By on August 24, 2015

Jaguar-F-Type-V6S-11

Earlier this year, I got a weekend job doing what I always thought was a dream job — driving brand new cars around; almost all makes and models.

It turns out that even a “dream job” can quickly turn into “Oh great, I have to go to work again”. But forget that. The cool part is still cool and I still get to drive brand new VWs, Audis, BMW’s, Porsches, Hondas, everything. Everything except Cadillacs. I don’t think I’ve driven a new Caddy yet. That part is great!

There’s one catch to this job of mine. I have to stick to a speed limit. “Who doesn’t?” you may ask. Well, this speed limit is a little lower than most. I’m stuck doing 15 miles per hour. 15 mph. Oh, and no radio and rarely A/C.

Data:
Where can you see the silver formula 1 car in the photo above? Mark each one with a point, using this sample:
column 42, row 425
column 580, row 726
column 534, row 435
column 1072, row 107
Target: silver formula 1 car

Problem to work on:
Write out, word for word, the stretch of the post about the weekend car-driving job from "Earlier this year, I" through "part is great!".

Reply:
Earlier this year, I got a weekend job doing what I always thought was a dream job — driving brand new cars around; almost all makes and models.

It turns out that even a “dream job” can quickly turn into “Oh great, I have to go to work again”. But forget that. The cool part is still cool and I still get to drive brand new VWs, Audis, BMW’s, Porsches, Hondas, everything. Everything except Cadillacs. I don’t think I’ve driven a new Caddy yet. That part is great!